— start of Supplied data —
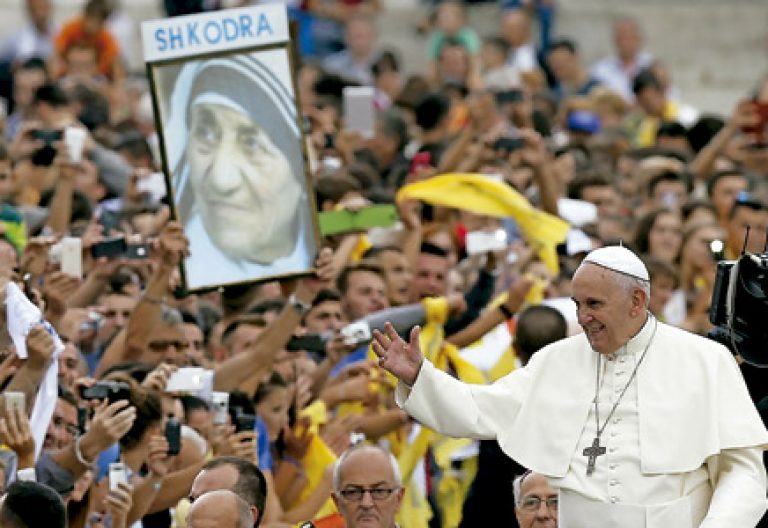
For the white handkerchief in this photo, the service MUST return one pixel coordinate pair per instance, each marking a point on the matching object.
(21, 316)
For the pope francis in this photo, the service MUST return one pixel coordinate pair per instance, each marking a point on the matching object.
(637, 423)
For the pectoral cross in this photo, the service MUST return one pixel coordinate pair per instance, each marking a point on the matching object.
(592, 453)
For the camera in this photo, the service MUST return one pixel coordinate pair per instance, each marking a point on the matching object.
(241, 420)
(109, 390)
(356, 333)
(739, 305)
(43, 157)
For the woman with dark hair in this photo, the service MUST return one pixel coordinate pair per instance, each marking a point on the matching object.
(238, 171)
(659, 235)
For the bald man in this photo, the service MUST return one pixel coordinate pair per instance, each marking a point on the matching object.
(219, 509)
(367, 488)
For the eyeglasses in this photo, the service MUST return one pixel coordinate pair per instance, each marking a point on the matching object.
(159, 346)
(377, 494)
(532, 503)
(59, 423)
(110, 314)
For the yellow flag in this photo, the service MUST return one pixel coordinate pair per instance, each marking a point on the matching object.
(482, 195)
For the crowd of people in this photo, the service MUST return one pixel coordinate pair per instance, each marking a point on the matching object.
(311, 431)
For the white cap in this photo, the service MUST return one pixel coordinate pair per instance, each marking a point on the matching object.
(619, 259)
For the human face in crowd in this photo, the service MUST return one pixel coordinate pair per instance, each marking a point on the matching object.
(696, 252)
(361, 37)
(196, 341)
(606, 311)
(516, 28)
(246, 194)
(273, 409)
(534, 487)
(604, 197)
(25, 84)
(39, 12)
(563, 63)
(397, 276)
(454, 63)
(69, 365)
(117, 309)
(431, 278)
(221, 477)
(652, 101)
(662, 288)
(756, 220)
(665, 237)
(62, 429)
(82, 62)
(368, 468)
(628, 39)
(166, 345)
(669, 194)
(243, 338)
(366, 294)
(326, 316)
(724, 194)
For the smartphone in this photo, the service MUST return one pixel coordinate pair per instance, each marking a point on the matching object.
(356, 333)
(15, 400)
(173, 435)
(47, 136)
(244, 422)
(220, 407)
(478, 242)
(187, 379)
(72, 257)
(507, 144)
(359, 112)
(117, 474)
(111, 248)
(307, 343)
(137, 251)
(111, 391)
(758, 130)
(509, 97)
(110, 221)
(717, 250)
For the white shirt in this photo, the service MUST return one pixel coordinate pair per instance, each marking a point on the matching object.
(618, 478)
(207, 265)
(686, 421)
(612, 74)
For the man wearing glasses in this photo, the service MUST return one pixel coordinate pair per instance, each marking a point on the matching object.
(367, 488)
(535, 501)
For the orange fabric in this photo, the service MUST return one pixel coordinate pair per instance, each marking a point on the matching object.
(73, 32)
(335, 520)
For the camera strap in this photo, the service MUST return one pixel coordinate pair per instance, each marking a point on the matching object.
(730, 305)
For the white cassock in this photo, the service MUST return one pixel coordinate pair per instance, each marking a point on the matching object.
(683, 448)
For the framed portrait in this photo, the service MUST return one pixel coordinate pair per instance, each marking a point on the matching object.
(232, 145)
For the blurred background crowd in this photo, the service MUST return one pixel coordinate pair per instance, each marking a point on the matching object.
(612, 146)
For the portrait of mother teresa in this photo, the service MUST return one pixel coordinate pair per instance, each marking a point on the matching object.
(234, 150)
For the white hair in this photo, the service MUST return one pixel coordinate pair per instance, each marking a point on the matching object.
(630, 284)
(359, 447)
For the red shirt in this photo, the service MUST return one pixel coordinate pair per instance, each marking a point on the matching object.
(73, 32)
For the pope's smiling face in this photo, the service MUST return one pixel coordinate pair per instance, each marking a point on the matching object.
(608, 312)
(243, 186)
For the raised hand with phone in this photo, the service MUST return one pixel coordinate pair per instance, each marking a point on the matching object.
(16, 434)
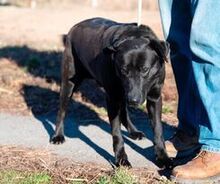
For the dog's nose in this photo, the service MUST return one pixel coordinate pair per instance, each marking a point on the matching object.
(133, 101)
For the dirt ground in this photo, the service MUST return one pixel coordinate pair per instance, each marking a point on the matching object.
(30, 55)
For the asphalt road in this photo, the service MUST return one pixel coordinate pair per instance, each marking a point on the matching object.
(87, 141)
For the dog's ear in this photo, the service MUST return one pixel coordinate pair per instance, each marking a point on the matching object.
(113, 47)
(161, 47)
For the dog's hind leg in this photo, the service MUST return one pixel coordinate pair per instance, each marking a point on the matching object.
(134, 133)
(67, 86)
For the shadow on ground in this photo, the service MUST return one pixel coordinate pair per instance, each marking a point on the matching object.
(47, 65)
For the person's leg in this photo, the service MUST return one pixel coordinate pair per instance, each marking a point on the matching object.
(176, 20)
(205, 47)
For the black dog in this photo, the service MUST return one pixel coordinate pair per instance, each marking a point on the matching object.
(128, 61)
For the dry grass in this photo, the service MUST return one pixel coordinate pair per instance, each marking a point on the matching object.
(65, 170)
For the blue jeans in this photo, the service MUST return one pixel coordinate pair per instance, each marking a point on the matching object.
(192, 27)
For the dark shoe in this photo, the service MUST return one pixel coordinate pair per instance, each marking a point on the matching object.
(203, 169)
(181, 145)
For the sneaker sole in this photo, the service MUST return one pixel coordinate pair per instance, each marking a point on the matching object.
(209, 180)
(186, 153)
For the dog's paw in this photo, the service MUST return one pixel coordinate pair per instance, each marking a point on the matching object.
(59, 139)
(124, 163)
(164, 162)
(138, 135)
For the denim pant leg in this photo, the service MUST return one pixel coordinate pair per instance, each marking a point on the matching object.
(176, 19)
(205, 46)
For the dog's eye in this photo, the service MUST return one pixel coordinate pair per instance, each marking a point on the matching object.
(124, 71)
(144, 69)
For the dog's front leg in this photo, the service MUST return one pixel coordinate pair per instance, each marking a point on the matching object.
(121, 158)
(154, 108)
(126, 121)
(66, 89)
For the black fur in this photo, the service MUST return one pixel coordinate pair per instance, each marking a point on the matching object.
(128, 61)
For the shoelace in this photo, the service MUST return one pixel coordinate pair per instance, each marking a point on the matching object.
(201, 155)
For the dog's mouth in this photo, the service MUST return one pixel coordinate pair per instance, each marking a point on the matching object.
(133, 104)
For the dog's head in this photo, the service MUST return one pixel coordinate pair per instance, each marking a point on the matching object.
(138, 61)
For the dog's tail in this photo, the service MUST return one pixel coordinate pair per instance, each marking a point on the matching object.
(64, 38)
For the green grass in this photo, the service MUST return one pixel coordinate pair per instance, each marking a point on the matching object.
(120, 176)
(15, 177)
(166, 109)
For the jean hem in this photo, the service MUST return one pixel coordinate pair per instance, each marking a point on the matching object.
(210, 149)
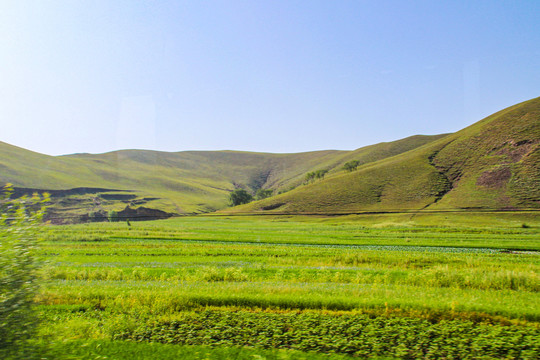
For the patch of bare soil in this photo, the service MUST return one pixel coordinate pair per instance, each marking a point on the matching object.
(495, 179)
(516, 151)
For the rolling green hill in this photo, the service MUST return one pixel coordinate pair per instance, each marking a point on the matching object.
(177, 183)
(492, 164)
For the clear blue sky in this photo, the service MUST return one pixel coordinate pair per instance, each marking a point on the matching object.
(272, 76)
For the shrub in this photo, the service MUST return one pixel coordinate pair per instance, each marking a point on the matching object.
(18, 271)
(239, 197)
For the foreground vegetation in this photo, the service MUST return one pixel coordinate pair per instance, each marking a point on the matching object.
(291, 287)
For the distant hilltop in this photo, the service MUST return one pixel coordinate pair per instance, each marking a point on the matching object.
(493, 164)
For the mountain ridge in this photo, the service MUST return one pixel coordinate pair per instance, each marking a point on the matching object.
(493, 163)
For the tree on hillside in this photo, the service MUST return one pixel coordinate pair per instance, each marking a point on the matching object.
(317, 174)
(263, 194)
(351, 165)
(19, 267)
(239, 197)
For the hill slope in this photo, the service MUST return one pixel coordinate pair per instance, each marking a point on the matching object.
(182, 182)
(492, 164)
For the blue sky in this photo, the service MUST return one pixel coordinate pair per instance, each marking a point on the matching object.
(270, 76)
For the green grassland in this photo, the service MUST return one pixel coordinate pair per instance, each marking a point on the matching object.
(179, 183)
(493, 164)
(404, 286)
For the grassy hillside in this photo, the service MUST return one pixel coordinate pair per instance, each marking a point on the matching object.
(182, 182)
(493, 164)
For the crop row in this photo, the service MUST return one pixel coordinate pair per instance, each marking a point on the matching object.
(357, 334)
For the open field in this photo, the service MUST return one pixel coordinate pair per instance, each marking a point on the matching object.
(397, 286)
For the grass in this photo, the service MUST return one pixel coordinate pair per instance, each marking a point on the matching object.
(182, 182)
(450, 173)
(383, 286)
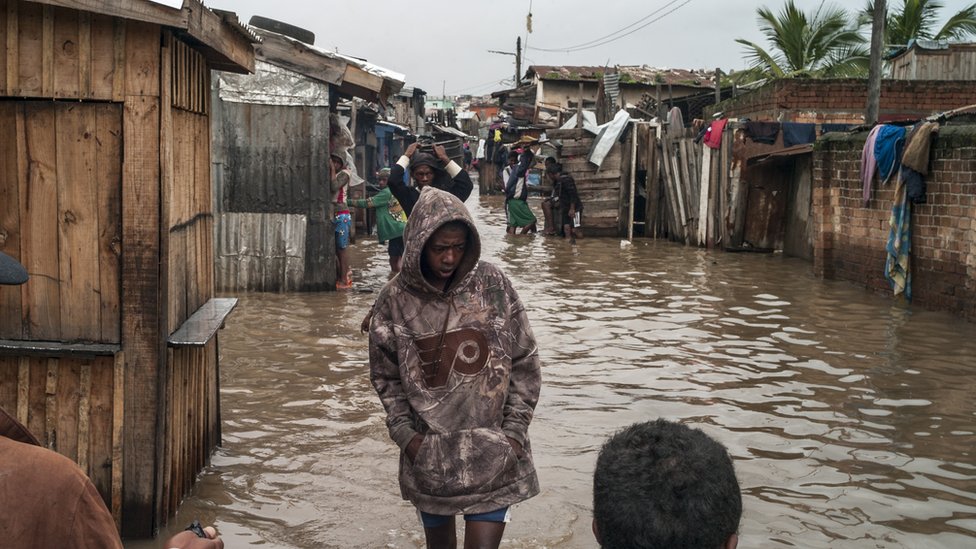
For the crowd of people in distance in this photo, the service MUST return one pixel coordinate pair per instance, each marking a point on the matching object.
(455, 364)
— end of Supplied data —
Can you write out the rows again, starting with the line that contains "For the crowd of people in distance" and going on through the end of the rows, requests included, and shift every coordinate in the answers by adding 58 to it?

For the crowd of people in distance in this photo, the service MUST return one pixel coordinate pair per instance, each marking a point on the matching object.
(513, 422)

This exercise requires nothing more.